**What you have to do**
Beneath this sentence is a set of records; write each of them out exactly.

[Start of section]

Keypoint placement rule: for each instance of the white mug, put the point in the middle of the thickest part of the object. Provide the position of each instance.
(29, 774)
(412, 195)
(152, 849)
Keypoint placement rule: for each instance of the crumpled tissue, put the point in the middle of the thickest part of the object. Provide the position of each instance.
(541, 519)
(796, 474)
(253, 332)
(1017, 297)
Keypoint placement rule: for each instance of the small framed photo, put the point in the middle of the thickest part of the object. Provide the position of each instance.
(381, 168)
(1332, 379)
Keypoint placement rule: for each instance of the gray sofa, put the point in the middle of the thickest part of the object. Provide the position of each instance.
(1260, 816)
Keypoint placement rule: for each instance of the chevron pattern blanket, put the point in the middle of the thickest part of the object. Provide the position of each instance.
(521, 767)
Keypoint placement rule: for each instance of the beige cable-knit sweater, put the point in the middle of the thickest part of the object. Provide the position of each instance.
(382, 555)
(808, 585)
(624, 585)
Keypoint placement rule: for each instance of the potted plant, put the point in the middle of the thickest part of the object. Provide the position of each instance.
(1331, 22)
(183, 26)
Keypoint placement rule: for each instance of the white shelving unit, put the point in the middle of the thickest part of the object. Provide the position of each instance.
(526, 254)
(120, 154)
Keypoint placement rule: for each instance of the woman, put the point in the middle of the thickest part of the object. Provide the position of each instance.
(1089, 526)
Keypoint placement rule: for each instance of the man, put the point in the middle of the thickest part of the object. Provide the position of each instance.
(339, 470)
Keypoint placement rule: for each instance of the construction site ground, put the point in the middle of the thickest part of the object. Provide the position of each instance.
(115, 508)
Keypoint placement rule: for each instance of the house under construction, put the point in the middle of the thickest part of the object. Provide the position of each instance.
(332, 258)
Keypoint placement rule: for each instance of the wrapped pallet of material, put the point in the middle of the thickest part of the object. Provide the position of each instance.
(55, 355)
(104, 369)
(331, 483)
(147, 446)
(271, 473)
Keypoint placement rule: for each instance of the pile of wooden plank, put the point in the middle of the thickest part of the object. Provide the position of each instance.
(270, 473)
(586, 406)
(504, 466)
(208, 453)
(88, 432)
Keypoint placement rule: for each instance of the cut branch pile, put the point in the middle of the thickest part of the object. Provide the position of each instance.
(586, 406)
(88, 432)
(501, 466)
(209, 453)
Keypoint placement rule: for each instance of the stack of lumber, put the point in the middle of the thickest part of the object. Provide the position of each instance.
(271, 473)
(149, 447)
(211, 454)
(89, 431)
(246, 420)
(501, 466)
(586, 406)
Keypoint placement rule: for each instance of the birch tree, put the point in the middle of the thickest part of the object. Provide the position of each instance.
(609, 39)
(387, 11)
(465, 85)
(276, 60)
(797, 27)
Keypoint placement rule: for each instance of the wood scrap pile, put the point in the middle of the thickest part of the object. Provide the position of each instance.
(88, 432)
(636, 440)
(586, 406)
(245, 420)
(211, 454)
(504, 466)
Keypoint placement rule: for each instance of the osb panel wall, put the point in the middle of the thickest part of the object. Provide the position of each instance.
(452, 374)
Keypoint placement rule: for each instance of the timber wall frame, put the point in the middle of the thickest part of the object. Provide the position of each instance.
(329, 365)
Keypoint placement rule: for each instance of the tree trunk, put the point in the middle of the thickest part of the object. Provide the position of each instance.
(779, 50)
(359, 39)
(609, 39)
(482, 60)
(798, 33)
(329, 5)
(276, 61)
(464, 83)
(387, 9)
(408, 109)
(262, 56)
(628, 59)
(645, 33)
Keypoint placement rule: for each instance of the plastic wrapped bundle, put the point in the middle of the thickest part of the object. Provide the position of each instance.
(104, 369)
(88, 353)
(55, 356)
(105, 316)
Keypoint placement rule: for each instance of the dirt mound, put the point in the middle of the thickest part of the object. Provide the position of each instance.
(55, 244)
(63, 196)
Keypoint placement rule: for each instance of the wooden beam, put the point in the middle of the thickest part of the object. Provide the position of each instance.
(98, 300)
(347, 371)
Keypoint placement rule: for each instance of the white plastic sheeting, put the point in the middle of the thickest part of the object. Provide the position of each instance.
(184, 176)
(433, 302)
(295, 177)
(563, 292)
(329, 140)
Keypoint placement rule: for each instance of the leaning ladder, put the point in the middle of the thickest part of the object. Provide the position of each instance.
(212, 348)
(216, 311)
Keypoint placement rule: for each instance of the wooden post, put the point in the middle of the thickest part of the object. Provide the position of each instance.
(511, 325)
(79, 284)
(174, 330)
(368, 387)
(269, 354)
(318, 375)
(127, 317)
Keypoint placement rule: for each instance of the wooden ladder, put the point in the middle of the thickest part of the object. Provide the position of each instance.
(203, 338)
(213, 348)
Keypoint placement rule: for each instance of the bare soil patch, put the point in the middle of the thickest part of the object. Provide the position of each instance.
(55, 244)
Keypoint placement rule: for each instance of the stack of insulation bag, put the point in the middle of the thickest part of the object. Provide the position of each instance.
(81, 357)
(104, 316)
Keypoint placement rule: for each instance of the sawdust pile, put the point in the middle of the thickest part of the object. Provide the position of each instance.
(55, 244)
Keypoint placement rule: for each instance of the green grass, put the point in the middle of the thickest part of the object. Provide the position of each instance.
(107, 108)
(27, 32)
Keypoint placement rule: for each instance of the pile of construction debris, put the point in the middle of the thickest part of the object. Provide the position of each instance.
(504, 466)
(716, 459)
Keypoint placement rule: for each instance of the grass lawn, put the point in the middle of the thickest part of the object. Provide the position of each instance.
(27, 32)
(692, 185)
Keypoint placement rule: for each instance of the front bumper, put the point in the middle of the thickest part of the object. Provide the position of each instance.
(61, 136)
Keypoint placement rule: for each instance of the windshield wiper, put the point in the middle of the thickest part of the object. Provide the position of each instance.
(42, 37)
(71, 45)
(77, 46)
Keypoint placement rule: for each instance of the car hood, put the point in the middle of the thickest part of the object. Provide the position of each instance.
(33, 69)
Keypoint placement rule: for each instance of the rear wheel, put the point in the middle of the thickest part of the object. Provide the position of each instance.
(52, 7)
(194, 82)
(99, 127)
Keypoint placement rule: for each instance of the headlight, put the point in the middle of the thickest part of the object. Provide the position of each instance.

[End of section]

**Response to this task**
Keypoint placement rule: for each instance of the white mug, put the point in the middle of the thickest part of the object. Provide the position of each instance.
(29, 774)
(412, 195)
(152, 849)
Keypoint placement rule: for each instance of the crumpled tissue, put the point in the middle of the thickest part of the object. Provide the position of each instance.
(541, 519)
(796, 474)
(253, 332)
(1017, 297)
Keypoint placement rule: for each instance of the small framed photo, put the point in the middle of the thickest part of the object. Provide the position of each instance.
(381, 168)
(1332, 379)
Keypoint placement rule: for each instance of the gray sofa, put the point in the middle of the thickest part of the object. Provide the position of each instance.
(1260, 816)
Keypoint placement rule: for each instance of the chevron pattern blanket, put the point in the middle of the thickest part of the object. Provide the position of each instance.
(521, 767)
Keypoint placement rule: for each instance of the beige cable-knit sweater, put the point in the middle of the thickest part of the object. Provide the position of each instance.
(382, 555)
(808, 585)
(624, 585)
Keypoint placement rule: for each instance of the potted plant, put the point in the middle of the thickest part of the object. Provide the position of each instance.
(1331, 22)
(183, 26)
Keypoint placement rule: for each instance of the white shelving unit, put the point in the middle of the thickest part of the object. Provide the position of each instance.
(526, 254)
(120, 154)
Keypoint placement rule: for each instance of the woman, put the point in the middle of the thickest part of the object. Provide the position of each instance.
(1089, 526)
Keypoint placement rule: for each instance of the man, put the point in the middle of the thickest part of the object. Provide the position of each instance.
(339, 470)
Keypoint placement rule: for each instance of the construction site ground, put the point in the middle of the thickest part of the object. Provide the position of each instance.
(115, 508)
Keypoint placement rule: for each instance of the house under construction, put the point in the middle of the thickest part of the object. Provide the position of each instance.
(332, 258)
Keypoint placement rule: for each instance of the wrapped pallet of material, put the point in the middle of the thickest part of the object. Provide the position of each instance.
(55, 355)
(104, 369)
(331, 483)
(147, 446)
(271, 473)
Keypoint placement rule: for each instance of the pile of wooden plank, put the point in the middle of the thickest part of the object. Provide the position of each instance.
(270, 473)
(586, 406)
(504, 466)
(208, 453)
(88, 432)
Keypoint placement rule: for each instance of the cut branch pile, put the point in the middle of the thickest part of the object. Provide the position of each instance.
(586, 406)
(88, 432)
(501, 466)
(209, 453)
Keypoint placement rule: for each instance of the stack of lumber, put the point in the middle of the thickest part of the object. Provide the position of each instance.
(271, 473)
(149, 447)
(211, 454)
(89, 431)
(246, 420)
(501, 466)
(586, 406)
Keypoint placement rule: for each instance of the birch tree, put the point in the middle of the thickest part of the object. Provide the position of each instance.
(609, 39)
(387, 11)
(465, 85)
(276, 60)
(797, 27)
Keypoint placement rule: for each instance of the wood scrap pile, put the point in the middle of the thickest part of the object. Provide the position of each instance.
(88, 432)
(636, 440)
(586, 406)
(245, 420)
(211, 454)
(504, 466)
Keypoint placement rule: for each instance of the osb panel wall, put the point in the middle of the thickest part of the object. Provide the position of each instance.
(452, 374)
Keypoint placement rule: for each instance of the timber wall frame, put the point in the middle of the thickest part of the object. Provide the position of each instance.
(329, 365)
Keypoint placement rule: for each instance of the tree trunk, put the point in the middle of the thickest part of the object. Provide the position of each instance.
(779, 50)
(359, 39)
(609, 39)
(482, 60)
(798, 33)
(329, 5)
(276, 61)
(464, 83)
(387, 9)
(408, 109)
(262, 56)
(628, 59)
(645, 33)
Keypoint placement rule: for each instance of the plastic wrapped bundle, put the point in the middle of the thickest part of the object. Provide the position of each instance.
(104, 369)
(88, 353)
(55, 356)
(105, 316)
Keypoint placement rule: for each instance of the dirt mound, put the point in the middle of the thickest part of the object. Provide the position of each instance.
(55, 244)
(63, 196)
Keypoint placement rule: for each instance of the wooden beam, put the point in the middle of the thickest part of the object. Provide the position of each instance.
(98, 300)
(347, 371)
Keypoint placement rule: for each instance of the white plastic sheeting, put the point in the middle of the thickest part of the object. Provide the position of each instance.
(184, 176)
(433, 302)
(295, 177)
(563, 292)
(329, 140)
Keypoint placement rule: for each instance of the leaning ladder, put the point in the middle of the thickest part of the object. Provide the position of each instance.
(212, 348)
(216, 311)
Keypoint placement rule: for each instance of the wooden post, put the point in the middle of the thickest part of the object. Provide the position of each instance.
(511, 325)
(79, 284)
(174, 330)
(368, 387)
(269, 354)
(318, 375)
(127, 317)
Keypoint placement rule: for each instance of the wooden ladder, put the point in the middle of the thickest part of the object. Provide the position of each instance.
(203, 338)
(213, 348)
Keypoint placement rule: for each instance of the bare soil patch, put the point in the middle of the thickest part of the object. Provide the position of each instance.
(55, 244)
Keypoint placement rule: for each instance of the stack of insulation bag, put the point in the middle of the thickest part of the object. Provide the position of each instance.
(81, 357)
(104, 316)
Keypoint placement rule: for each instance of the sawdust pile, put the point in the middle of the thickest part of the object. Provide the position of each instance.
(55, 244)
Keypoint placement rule: for each instance of the green grass, put the point in the middle of the thickest part of the object. Provide the position of each instance.
(107, 108)
(27, 32)
Keypoint placement rule: for each instance of the pile of construction debris, put the point in the middle of the thickest part of the object. Provide the position of each instance.
(504, 466)
(716, 459)
Keypoint placement rule: for each instance of the grass lawn, put the point in the middle of the thickest part of the object. Provide the position of each instance.
(27, 32)
(692, 185)
Keypoint placement rule: for each instance of the front bumper, put the point in the middle of the thickest part of the object. Provide the position of each instance.
(61, 136)
Keypoint placement rule: for each instance of the windshield wiper, put the point in the middle of the thickest part of the object. Provide the position of each instance.
(42, 37)
(71, 45)
(77, 46)
Keypoint placement rule: for each instance of the car hood, put the point in the middle of the thickest part of the object. Provide the position of each instance.
(33, 69)
Keypoint placement rule: for each instance of the rear wheel, put the point in the middle of the thickest part of the object. Provide the position of each instance.
(52, 7)
(194, 82)
(99, 127)
Keypoint placement rule: for each instance of the headlight, put the point in the middle of the thickest part of the object. Provide the position of each instance.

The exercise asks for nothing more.